*What this task involves:* Put the records below, starting at the line that contains "Note: for this drill, mark the wooden chair" and ending at the end of the records, both ends included, into a two-column CSV with the headers instruction and response. Give each instruction and its points their own row, each value in one quoted field, with line breaks replaced by spaces.
══════════
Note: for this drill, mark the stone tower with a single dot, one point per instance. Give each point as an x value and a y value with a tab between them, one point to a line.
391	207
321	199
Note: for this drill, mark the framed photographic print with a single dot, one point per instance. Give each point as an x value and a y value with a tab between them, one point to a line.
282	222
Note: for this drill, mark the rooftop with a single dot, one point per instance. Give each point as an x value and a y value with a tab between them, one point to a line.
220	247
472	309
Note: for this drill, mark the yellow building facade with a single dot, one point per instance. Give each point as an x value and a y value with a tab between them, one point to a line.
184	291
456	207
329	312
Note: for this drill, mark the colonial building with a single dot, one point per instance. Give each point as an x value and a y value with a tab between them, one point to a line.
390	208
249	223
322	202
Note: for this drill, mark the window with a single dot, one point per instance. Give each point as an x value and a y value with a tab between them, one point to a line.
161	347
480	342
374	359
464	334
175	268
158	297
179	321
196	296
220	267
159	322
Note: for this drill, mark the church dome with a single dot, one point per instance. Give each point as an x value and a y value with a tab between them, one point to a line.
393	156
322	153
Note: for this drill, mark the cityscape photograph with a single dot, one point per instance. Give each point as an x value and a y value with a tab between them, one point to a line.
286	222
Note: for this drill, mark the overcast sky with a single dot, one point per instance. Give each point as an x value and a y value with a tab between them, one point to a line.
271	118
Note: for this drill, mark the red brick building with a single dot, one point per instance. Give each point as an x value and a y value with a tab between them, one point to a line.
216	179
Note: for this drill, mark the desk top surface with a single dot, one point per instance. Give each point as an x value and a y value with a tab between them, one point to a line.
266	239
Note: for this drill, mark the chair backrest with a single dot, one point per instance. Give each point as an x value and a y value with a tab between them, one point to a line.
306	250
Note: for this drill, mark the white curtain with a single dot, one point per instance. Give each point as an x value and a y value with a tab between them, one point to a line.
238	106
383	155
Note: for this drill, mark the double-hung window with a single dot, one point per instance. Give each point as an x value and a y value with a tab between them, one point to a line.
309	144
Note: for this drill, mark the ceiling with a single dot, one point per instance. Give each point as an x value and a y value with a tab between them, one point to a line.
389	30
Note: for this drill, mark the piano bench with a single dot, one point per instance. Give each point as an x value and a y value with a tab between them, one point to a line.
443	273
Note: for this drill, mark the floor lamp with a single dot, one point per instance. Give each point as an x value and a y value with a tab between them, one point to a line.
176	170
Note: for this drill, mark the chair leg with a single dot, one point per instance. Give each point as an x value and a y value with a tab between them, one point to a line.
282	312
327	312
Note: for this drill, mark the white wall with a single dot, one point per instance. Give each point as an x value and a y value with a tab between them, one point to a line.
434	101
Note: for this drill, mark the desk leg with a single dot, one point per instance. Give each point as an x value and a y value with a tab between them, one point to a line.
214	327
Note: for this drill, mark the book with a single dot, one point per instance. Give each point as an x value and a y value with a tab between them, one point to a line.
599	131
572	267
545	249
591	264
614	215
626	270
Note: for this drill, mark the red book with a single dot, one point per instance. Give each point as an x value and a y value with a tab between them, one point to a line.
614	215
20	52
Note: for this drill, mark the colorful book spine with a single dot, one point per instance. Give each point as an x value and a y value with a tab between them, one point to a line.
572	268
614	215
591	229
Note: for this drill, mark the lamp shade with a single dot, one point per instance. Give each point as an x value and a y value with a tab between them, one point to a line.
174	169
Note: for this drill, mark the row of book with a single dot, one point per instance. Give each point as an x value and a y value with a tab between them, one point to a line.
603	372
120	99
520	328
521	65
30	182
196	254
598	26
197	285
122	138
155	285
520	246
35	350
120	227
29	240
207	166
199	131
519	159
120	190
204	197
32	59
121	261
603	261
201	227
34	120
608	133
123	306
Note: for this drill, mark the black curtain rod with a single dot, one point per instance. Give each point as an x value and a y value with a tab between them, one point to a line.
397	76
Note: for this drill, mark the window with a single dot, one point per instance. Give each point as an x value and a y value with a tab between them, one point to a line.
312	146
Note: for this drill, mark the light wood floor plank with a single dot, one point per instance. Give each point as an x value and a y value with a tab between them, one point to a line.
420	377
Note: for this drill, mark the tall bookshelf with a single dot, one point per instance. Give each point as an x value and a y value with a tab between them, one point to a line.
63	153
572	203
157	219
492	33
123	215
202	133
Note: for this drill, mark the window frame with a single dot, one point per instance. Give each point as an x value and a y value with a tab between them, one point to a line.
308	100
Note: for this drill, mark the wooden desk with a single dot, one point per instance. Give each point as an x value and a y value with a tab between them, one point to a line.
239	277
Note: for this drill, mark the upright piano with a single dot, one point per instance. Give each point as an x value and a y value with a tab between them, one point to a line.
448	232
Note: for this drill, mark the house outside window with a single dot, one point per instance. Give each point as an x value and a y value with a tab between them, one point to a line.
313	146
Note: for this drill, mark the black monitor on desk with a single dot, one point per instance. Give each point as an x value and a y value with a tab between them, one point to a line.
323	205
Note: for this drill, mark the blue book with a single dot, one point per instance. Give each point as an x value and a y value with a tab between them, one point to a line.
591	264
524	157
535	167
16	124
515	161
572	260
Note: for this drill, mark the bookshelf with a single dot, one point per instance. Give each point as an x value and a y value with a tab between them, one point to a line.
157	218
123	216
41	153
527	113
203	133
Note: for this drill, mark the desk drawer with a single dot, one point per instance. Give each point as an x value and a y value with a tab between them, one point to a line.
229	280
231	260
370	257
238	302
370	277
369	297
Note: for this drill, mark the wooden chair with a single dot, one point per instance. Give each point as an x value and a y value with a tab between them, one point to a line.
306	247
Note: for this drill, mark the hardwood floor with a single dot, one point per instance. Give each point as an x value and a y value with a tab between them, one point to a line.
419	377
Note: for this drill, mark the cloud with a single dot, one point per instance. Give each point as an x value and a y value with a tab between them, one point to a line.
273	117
══════════
*Answer in full:*
instruction,response
"Note: for this drill, mark the wooden chair with a single dot, one point per instance. Give each point as an x value and a y value with a tab between them, one point to a line.","306	247"
"Note: for this drill, mark the hardwood floor with a single dot, one point per instance. Give each point as an x value and a y value with a tab between them, one point to a line.","419	377"
"Note: for this drill, mark the cloud with a single dot, one point per instance. Give each point as an x value and a y value with a tab between them, one point to a line.","273	117"